Recorded data

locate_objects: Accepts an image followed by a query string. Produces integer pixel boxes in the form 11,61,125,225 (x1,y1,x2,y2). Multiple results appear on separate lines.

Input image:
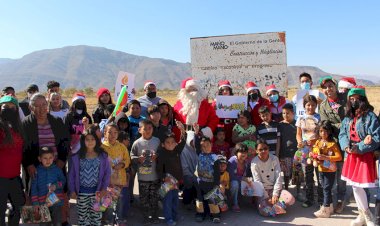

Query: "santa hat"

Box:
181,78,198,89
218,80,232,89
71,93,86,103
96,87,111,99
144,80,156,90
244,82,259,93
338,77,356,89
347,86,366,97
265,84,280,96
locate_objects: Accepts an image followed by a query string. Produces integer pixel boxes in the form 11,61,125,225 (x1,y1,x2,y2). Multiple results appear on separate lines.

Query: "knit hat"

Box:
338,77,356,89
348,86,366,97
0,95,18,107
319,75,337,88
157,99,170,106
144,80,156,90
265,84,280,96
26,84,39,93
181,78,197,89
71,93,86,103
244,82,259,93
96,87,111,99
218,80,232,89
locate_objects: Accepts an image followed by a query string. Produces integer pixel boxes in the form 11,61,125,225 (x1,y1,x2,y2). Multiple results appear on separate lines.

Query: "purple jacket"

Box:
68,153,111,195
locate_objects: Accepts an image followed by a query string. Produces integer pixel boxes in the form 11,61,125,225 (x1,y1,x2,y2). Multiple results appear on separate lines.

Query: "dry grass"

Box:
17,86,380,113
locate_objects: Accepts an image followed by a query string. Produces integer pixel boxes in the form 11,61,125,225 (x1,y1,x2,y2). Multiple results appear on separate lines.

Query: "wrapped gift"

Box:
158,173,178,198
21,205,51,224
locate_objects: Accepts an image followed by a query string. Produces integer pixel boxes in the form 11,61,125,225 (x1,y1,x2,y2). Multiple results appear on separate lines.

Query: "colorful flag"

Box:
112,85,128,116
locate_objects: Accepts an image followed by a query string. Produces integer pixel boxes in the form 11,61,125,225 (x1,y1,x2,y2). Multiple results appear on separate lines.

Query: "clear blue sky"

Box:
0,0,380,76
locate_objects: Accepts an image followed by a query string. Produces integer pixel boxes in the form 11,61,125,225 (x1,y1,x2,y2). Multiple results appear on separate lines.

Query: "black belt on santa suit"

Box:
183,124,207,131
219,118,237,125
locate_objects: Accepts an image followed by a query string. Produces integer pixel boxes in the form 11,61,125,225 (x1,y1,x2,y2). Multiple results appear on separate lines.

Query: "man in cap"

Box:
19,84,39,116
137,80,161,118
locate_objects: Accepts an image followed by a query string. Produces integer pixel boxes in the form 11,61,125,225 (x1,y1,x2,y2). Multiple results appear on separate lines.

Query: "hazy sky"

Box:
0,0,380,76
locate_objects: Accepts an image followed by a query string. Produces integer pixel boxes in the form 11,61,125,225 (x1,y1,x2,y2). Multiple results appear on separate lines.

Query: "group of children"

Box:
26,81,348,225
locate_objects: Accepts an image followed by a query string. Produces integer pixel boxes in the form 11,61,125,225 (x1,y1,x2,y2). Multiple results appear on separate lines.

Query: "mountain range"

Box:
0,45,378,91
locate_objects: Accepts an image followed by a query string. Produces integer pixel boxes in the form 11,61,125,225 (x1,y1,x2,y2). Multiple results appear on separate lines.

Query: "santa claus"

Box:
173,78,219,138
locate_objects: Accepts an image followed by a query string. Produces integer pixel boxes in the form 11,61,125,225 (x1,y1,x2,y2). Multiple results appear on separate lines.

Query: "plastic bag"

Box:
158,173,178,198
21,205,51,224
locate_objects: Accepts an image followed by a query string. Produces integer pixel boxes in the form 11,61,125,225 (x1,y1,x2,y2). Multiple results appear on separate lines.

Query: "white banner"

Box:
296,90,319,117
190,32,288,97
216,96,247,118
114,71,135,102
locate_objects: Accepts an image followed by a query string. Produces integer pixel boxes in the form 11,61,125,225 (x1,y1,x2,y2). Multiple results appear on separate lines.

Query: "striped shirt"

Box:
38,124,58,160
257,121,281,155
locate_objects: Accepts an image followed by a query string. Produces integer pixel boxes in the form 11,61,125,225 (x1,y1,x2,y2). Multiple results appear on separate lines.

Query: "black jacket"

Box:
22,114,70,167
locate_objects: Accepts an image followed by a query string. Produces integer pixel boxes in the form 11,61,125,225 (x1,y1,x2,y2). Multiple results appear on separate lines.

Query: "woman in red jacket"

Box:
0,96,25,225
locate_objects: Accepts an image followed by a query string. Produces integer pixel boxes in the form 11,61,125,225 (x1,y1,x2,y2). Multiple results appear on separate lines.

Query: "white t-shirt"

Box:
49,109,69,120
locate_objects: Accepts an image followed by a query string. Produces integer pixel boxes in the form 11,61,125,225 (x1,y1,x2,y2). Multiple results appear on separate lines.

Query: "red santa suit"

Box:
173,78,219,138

Request: Locate every line in the recorded data that contains the word "white", and copy each of those lines.

Written answer:
Query: "white banner"
Query: "white t-shirt"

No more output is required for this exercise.